-- Records shown start --

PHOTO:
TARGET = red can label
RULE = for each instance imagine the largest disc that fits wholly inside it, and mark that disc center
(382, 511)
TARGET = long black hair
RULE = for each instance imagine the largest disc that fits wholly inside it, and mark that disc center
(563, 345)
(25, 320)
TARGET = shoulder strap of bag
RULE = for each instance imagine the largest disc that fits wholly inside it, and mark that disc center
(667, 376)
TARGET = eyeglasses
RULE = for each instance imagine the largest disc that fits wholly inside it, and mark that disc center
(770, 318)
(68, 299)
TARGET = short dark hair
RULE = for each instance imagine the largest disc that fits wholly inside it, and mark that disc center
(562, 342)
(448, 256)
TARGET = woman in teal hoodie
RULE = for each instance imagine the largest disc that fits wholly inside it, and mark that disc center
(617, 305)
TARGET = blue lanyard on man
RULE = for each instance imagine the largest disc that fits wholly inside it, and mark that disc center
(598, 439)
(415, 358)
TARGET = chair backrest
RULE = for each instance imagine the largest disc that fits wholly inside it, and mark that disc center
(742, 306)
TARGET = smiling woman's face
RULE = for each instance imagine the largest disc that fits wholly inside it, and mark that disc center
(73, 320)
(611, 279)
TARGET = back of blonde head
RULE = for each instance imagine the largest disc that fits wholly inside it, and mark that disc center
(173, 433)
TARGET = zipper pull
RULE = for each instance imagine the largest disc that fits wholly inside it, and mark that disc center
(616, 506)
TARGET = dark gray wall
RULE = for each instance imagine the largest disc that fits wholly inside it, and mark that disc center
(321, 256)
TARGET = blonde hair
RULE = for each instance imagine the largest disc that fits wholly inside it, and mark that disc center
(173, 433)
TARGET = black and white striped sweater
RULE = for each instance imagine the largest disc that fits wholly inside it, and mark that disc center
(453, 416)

-- Records shown end --

### Exercise brief
Turn these lines into a numbered list, leaving out any blank lines.

### Response to the task
1. PHOTO:
2. TARGET = red can label
3. RULE = for each instance imagine the largest disc that fits wholly inside it, and mark that disc center
4. (382, 511)
5. TARGET = long black hair
6. RULE = for each instance imagine the largest disc that fits wholly inside it, and mark that disc center
7. (563, 345)
8. (25, 320)
9. TARGET = shoulder strap of bag
10. RULE = for each instance imagine the largest disc that fits wholly inside it, and mark that disc center
11. (667, 376)
12. TARGET = eyeglasses
13. RULE = for each instance imagine the largest disc that fits wholly inside it, and mark that disc center
14. (770, 318)
15. (68, 299)
16. TARGET = short dark hair
17. RULE = for each instance imagine the largest disc that fits wholly inside it, and mark that disc center
18. (562, 342)
19. (448, 256)
20. TARGET = woman in teal hoodie
21. RULE = for each instance imagine the largest disc that fits wholly inside it, and mark that disc center
22. (617, 305)
23. TARGET = blue lanyard on man
24. RULE = for each instance imagine the largest disc that fits wholly inside it, and mark that disc center
25. (598, 439)
26. (415, 358)
27. TARGET = chair backrest
28. RULE = for each instance imagine the largest disc that fits wholly inside it, and mark that disc center
29. (742, 306)
30. TARGET = smiling woman's face
31. RULE = for each instance imagine the largest disc that fits wholly inside it, and mark that disc center
32. (73, 320)
33. (611, 279)
34. TARGET = back of blonde head
35. RULE = for each instance imagine the largest disc that fits wholly inside it, and mark that disc center
36. (173, 433)
37. TARGET = zipper pull
38. RULE = for each instance imagine the largest disc that fits wholly inside it, and mark that disc center
39. (616, 506)
40. TARGET = dark gray wall
41. RULE = for each instance imagine the largest disc that fits wholly inside it, and mark that disc center
42. (321, 256)
43. TARGET = blonde hair
44. RULE = for each instance imagine the largest disc that fits wholly inside it, and mark that disc center
45. (173, 433)
46. TARGET = black and white striped sweater
47. RULE = for each instance imagine the largest disc that fits wholly inside it, and mark that disc center
48. (453, 416)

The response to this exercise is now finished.